◆ Records from a point annotation dataset ◆
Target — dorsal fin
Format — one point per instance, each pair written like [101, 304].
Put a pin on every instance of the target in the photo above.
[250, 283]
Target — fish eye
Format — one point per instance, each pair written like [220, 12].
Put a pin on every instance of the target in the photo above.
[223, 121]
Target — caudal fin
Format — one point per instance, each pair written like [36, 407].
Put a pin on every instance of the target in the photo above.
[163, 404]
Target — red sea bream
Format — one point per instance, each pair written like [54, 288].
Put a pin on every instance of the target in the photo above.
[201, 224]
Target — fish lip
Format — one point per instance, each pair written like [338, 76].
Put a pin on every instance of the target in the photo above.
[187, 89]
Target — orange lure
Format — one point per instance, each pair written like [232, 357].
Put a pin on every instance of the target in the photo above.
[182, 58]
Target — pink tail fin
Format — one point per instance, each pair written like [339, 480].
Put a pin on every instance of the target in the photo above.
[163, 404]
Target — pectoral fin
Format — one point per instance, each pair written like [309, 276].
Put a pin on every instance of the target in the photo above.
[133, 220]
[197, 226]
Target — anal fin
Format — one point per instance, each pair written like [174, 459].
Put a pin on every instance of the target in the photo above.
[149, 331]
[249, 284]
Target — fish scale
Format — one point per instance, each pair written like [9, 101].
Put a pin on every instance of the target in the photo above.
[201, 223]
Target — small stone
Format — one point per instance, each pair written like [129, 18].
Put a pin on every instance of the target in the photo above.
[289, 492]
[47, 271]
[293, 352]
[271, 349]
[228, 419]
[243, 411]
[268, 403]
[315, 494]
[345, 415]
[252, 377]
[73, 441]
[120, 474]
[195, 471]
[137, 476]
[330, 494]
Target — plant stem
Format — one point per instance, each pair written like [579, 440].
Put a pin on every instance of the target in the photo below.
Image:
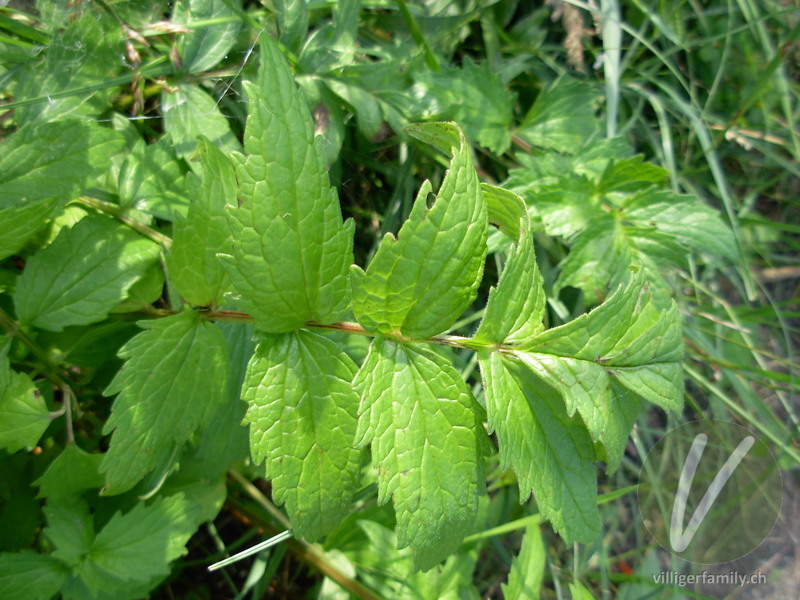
[51, 370]
[456, 341]
[118, 213]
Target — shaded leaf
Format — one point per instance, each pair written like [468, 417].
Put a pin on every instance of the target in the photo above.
[551, 453]
[428, 445]
[193, 264]
[41, 168]
[291, 250]
[83, 274]
[173, 380]
[302, 417]
[418, 283]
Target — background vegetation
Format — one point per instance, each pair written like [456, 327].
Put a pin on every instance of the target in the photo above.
[707, 91]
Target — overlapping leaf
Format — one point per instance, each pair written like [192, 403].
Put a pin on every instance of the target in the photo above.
[515, 308]
[302, 416]
[418, 283]
[23, 413]
[190, 112]
[527, 571]
[551, 453]
[428, 444]
[152, 179]
[83, 274]
[473, 96]
[562, 117]
[124, 558]
[194, 267]
[203, 47]
[625, 342]
[291, 250]
[30, 576]
[173, 380]
[42, 167]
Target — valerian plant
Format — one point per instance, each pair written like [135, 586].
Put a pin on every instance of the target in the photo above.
[259, 270]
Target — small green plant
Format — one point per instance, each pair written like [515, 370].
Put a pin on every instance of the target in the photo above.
[204, 278]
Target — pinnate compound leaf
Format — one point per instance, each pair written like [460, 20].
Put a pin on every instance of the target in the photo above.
[204, 47]
[302, 416]
[138, 545]
[551, 453]
[83, 274]
[527, 571]
[152, 179]
[72, 472]
[65, 82]
[128, 554]
[692, 223]
[473, 96]
[42, 167]
[562, 117]
[189, 112]
[428, 445]
[505, 209]
[173, 380]
[515, 308]
[625, 342]
[193, 264]
[27, 575]
[291, 251]
[23, 413]
[418, 283]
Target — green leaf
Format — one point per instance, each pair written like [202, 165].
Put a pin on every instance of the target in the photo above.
[129, 553]
[23, 414]
[505, 209]
[42, 167]
[578, 592]
[138, 545]
[225, 440]
[30, 576]
[153, 180]
[515, 309]
[302, 416]
[292, 22]
[71, 529]
[599, 257]
[473, 96]
[428, 445]
[65, 81]
[291, 250]
[562, 117]
[189, 112]
[626, 341]
[420, 282]
[173, 380]
[603, 252]
[629, 174]
[83, 274]
[366, 107]
[527, 571]
[690, 221]
[72, 472]
[205, 46]
[551, 453]
[193, 264]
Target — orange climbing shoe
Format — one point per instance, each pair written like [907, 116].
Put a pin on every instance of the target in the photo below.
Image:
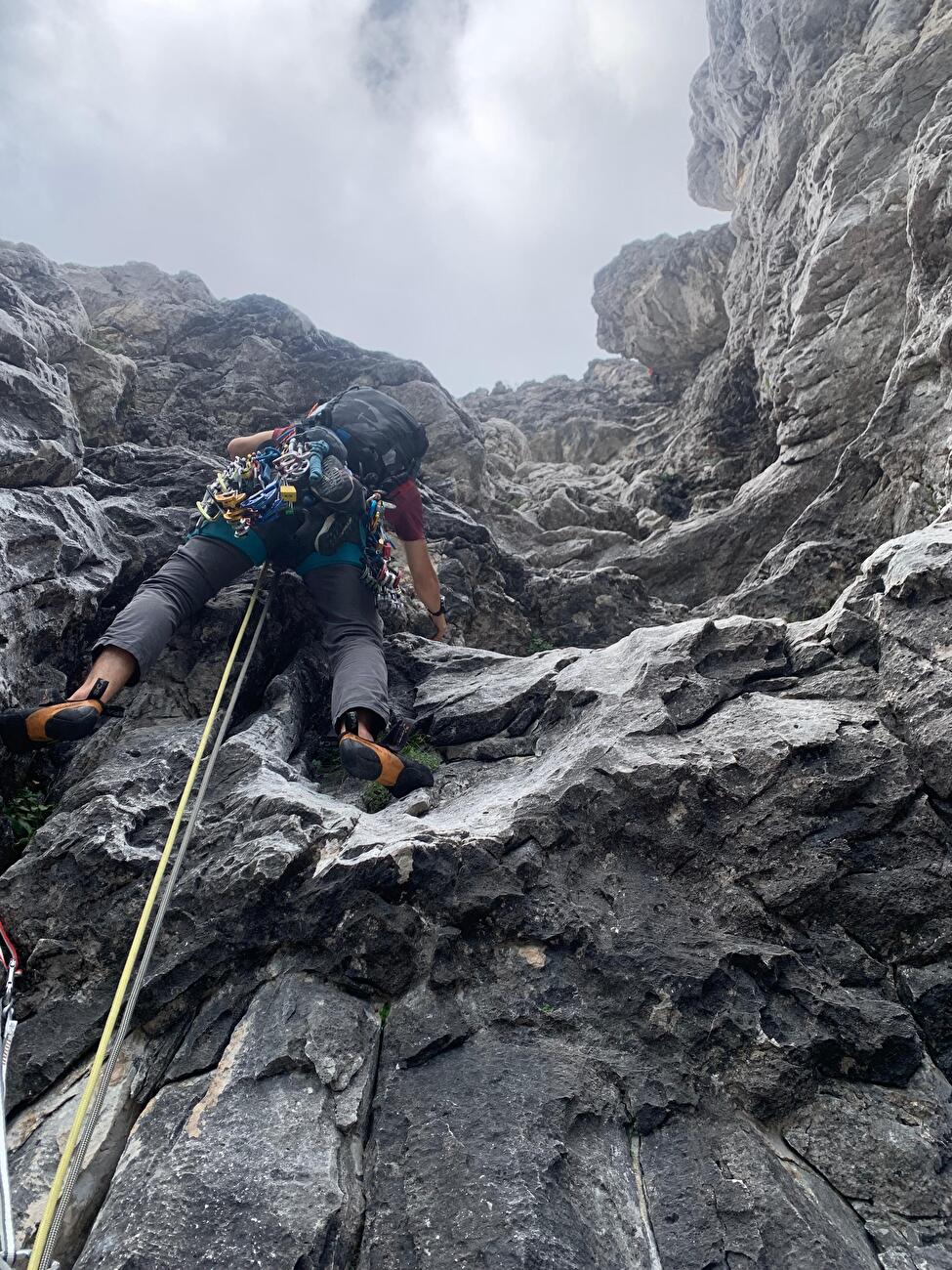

◆ Task prompt ◆
Lay out every line of the material above as a numbered list, skipping blank lines and leaving out the pictures.

◆ Completed exercise ◆
1. Target — dorsal fin
2. Format — one point per instance, each pair written like [101, 304].
3. Put a pin on every instance of the target in the photo above.
4. [250, 283]
5. Target — fish eye
6. Format — one point per instance, each pair written like [220, 12].
7. Put a pin on every instance of the target in the photo above.
8. [223, 121]
9. Target — caudal fin
10. Format — one point per instance, each pair written like [36, 407].
11. Put a pin on every instance of the target in the photo above.
12. [163, 404]
13. Target — red sea bream
14. Format — one point per instance, each pair written like [54, 288].
15. Put a pin on every instance of the target in the photo above.
16. [201, 224]
17. Target — fish lip
18. Format — one point per instance, each pair written like [338, 76].
19. Put a pin on every instance of the target in the photo above.
20. [187, 89]
21. Target — orange lure
22. Format — one point per instance, each pair written like [232, 357].
23. Put a pin on every instance of the target in the photo above.
24. [182, 58]
25. Target — pink tail fin
26. Format — one point per instance, each pair written like [339, 480].
27. Put a pin on every instance of the target in the photo above.
28. [163, 404]
29. Target — pectoral fin
30. Format — one point per instance, each pair written like [309, 276].
31. Put a pin on every instance of the target in the photo above.
32. [133, 220]
33. [197, 226]
34. Target — anal fin
35. Format — one point per instance, each pair written like [174, 459].
36. Put a pin on every instance of the target in the photo above.
37. [149, 331]
38. [249, 284]
39. Target — fish scale
40. Format — one point per instance, each pair written like [9, 101].
41. Put a pin on every instance of the target in the photo above.
42. [201, 223]
43. Target — small stone
44. Format — one point per instance, each pair written like [129, 18].
45. Put a pin on every instance of the target in the photo above.
46. [289, 492]
47. [47, 271]
48. [293, 352]
49. [271, 349]
50. [228, 419]
51. [243, 411]
52. [268, 403]
53. [315, 494]
54. [345, 415]
55. [252, 377]
56. [73, 441]
57. [120, 474]
58. [195, 471]
59. [137, 476]
60. [330, 494]
61. Target — plant stem
62. Format — one point per instance, each pair written like [579, 440].
63. Put a pin on every instance of the target in the photo below.
64. Image:
65. [51, 370]
66. [456, 341]
67. [118, 213]
68. Target — shaded leaf
69. Format — one point per instance, each pair written like [468, 417].
70. Put a pin on every instance of the target in the photo above.
71. [551, 453]
72. [428, 445]
73. [193, 264]
74. [41, 168]
75. [291, 250]
76. [83, 274]
77. [173, 380]
78. [302, 417]
79. [418, 283]
80. Target — background vegetation
81. Format — one point per instance, each pair written like [456, 327].
82. Put a pin on every instance of the target in the photo above.
83. [707, 91]
84. Target — overlapping leaf
85. Format — one point per instance, each pair written like [192, 403].
86. Put a pin on every instance of the target in the photo above.
87. [515, 308]
88. [302, 416]
89. [418, 283]
90. [23, 413]
91. [190, 112]
92. [527, 571]
93. [551, 453]
94. [428, 444]
95. [152, 179]
96. [83, 274]
97. [473, 96]
98. [562, 117]
99. [124, 558]
100. [194, 267]
101. [203, 47]
102. [625, 342]
103. [291, 250]
104. [30, 576]
105. [173, 380]
106. [42, 167]
107. Target — valerian plant
108. Format — one point per instance, each pair written like [135, 586].
109. Put a pin on every instance of the target in the photo above.
110. [259, 270]
111. Target — small green plant
112. Format — one point per instance, each pair written like [515, 370].
113. Put a pin on every instance of the target in the photo above.
114. [204, 278]
115. Target — pinnate compound leaf
116. Format — one point per instance, each pair written like [460, 20].
117. Put a pin on every instance of the target in the photo above.
118. [204, 47]
119. [302, 416]
120. [138, 545]
121. [551, 453]
122. [83, 274]
123. [527, 571]
124. [152, 179]
125. [72, 472]
126. [65, 82]
127. [128, 554]
128. [692, 223]
129. [473, 96]
130. [42, 167]
131. [562, 117]
132. [189, 112]
133. [428, 445]
134. [505, 209]
135. [173, 380]
136. [515, 308]
137. [625, 342]
138. [193, 264]
139. [27, 575]
140. [291, 251]
141. [23, 413]
142. [418, 283]
143. Target — green leaf
144. Format — one point per instance, each pair written like [202, 165].
145. Put a pin on every instance of the target in the photo above.
146. [129, 553]
147. [23, 414]
148. [505, 209]
149. [42, 167]
150. [578, 592]
151. [138, 545]
152. [225, 440]
153. [30, 576]
154. [153, 180]
155. [515, 309]
156. [302, 416]
157. [292, 22]
158. [71, 529]
159. [599, 257]
160. [473, 96]
161. [428, 445]
162. [65, 81]
163. [291, 250]
164. [562, 117]
165. [189, 112]
166. [626, 341]
167. [420, 282]
168. [173, 380]
169. [603, 252]
170. [629, 174]
171. [83, 274]
172. [366, 107]
173. [527, 571]
174. [690, 221]
175. [72, 472]
176. [205, 46]
177. [551, 453]
178. [193, 264]
179. Target — orange climbing shoe
180. Format — one point per instance, each pair written like [907, 116].
181. Put a pin on every instance of the target in the photo below.
182. Image:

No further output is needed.